___ Source records ___

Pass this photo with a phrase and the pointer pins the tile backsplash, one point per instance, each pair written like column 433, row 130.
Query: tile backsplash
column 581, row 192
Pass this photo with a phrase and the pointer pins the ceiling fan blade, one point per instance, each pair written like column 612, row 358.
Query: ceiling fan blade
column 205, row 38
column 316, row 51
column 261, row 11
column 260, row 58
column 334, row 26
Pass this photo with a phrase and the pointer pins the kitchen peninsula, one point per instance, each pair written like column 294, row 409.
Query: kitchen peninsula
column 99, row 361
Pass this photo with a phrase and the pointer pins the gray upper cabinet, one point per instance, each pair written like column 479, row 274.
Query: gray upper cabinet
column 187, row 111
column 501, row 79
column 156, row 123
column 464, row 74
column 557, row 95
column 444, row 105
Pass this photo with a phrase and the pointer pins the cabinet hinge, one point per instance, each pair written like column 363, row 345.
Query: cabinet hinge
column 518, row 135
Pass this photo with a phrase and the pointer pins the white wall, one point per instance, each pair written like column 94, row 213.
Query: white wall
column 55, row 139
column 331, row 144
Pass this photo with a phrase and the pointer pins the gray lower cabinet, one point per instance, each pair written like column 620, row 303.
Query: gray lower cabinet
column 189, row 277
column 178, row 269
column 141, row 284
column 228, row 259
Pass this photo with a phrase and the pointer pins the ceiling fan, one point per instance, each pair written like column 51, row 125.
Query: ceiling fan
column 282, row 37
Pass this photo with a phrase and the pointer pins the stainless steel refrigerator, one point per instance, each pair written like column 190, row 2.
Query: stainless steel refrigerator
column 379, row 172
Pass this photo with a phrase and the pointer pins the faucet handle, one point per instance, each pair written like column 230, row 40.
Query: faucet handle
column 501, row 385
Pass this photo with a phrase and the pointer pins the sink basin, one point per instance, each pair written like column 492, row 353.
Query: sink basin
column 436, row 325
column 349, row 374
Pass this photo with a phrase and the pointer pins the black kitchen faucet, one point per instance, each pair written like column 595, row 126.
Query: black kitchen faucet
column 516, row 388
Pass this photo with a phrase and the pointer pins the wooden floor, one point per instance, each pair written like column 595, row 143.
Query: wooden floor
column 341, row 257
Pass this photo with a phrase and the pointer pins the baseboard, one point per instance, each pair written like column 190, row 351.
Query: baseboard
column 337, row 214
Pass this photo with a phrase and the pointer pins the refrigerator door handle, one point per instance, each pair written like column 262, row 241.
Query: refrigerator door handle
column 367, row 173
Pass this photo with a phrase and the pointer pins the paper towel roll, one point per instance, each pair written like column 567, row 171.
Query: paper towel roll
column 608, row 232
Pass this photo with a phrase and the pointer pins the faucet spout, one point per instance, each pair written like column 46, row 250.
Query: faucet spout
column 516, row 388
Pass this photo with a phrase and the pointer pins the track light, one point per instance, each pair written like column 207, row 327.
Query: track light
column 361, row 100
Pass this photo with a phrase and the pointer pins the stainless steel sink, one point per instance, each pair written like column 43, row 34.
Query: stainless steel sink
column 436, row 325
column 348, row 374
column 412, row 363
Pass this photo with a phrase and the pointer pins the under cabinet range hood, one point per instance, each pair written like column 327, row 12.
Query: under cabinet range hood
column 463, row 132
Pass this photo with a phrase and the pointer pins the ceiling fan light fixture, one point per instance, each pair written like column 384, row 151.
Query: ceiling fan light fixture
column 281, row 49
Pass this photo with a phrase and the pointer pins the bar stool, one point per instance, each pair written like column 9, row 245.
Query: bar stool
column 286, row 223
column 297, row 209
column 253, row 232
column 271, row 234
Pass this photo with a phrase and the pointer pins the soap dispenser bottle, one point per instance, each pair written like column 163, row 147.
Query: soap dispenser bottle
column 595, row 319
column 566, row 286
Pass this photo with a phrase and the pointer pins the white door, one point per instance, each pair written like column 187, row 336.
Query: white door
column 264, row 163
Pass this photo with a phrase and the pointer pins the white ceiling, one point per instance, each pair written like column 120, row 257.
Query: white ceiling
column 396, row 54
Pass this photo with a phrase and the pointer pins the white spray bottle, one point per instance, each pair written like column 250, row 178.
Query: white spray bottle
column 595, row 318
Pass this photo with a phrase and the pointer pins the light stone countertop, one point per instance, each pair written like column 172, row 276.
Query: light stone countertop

___

Required action => Beginning at the opening line of the data, transcribe each line exactly until you reach the line with "612, row 358.", which you also include, and go no further.

Answer box =>
Pass this photo with a phrase and the pointer pins the tile backsplash, one point per instance, each pair written like column 433, row 130.
Query: tile backsplash
column 581, row 192
Pass this photo with a phrase and the pointer pins the ceiling fan blade, one point per instance, each pair written like column 612, row 358.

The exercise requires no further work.